═════ DATA TO EXAMINE ═════

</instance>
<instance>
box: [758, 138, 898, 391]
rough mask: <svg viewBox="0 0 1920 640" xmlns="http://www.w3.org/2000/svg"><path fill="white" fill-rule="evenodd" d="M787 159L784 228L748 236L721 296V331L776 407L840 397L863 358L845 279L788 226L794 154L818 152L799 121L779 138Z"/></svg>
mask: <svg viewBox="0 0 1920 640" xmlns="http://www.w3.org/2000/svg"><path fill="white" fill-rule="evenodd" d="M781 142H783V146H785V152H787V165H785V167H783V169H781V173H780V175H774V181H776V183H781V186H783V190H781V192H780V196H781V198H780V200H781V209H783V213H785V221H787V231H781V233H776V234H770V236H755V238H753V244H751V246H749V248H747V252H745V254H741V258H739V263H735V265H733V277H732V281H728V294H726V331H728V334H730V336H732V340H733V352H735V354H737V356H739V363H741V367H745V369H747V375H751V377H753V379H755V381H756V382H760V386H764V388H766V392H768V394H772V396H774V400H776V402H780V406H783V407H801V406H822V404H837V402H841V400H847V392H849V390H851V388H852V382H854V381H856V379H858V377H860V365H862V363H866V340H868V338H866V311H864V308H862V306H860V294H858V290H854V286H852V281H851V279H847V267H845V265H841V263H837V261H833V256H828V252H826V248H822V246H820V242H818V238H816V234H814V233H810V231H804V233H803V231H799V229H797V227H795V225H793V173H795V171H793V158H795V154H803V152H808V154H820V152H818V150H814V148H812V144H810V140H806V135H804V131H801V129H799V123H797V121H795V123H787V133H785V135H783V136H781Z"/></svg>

═════

WHAT TO WORK ON ▸ Return all of the records above unchanged, line for line.

WRITTEN RESPONSE ▸
</instance>
<instance>
box: [758, 138, 898, 391]
rough mask: <svg viewBox="0 0 1920 640" xmlns="http://www.w3.org/2000/svg"><path fill="white" fill-rule="evenodd" d="M787 159L784 228L748 236L721 296V331L776 407L840 397L863 358L845 279L788 226L794 154L818 152L799 121L779 138Z"/></svg>
mask: <svg viewBox="0 0 1920 640" xmlns="http://www.w3.org/2000/svg"><path fill="white" fill-rule="evenodd" d="M781 142H783V146H785V152H787V165H785V167H783V169H781V173H780V175H774V181H776V183H781V186H783V190H781V192H780V196H781V198H780V200H781V209H783V213H785V221H787V231H781V233H776V234H770V236H755V238H753V244H751V246H749V248H747V252H745V254H741V258H739V263H735V265H733V277H732V281H728V294H726V331H728V334H730V336H732V340H733V352H735V354H737V356H739V363H741V367H745V369H747V375H751V377H753V379H755V381H756V382H760V386H764V388H766V392H768V394H772V396H774V400H776V402H780V406H783V407H801V406H822V404H837V402H841V400H847V392H849V390H851V388H852V382H854V381H856V379H858V377H860V365H862V363H866V340H868V338H866V311H864V308H862V306H860V294H858V290H854V286H852V281H851V279H847V267H845V265H841V263H837V261H833V256H828V252H826V248H822V246H820V242H818V238H816V234H814V233H810V231H804V233H803V231H799V229H797V227H795V225H793V173H795V171H793V158H795V154H803V152H808V154H820V152H818V150H814V148H812V144H810V140H806V135H804V131H801V129H799V123H797V121H795V123H787V133H785V135H783V136H781Z"/></svg>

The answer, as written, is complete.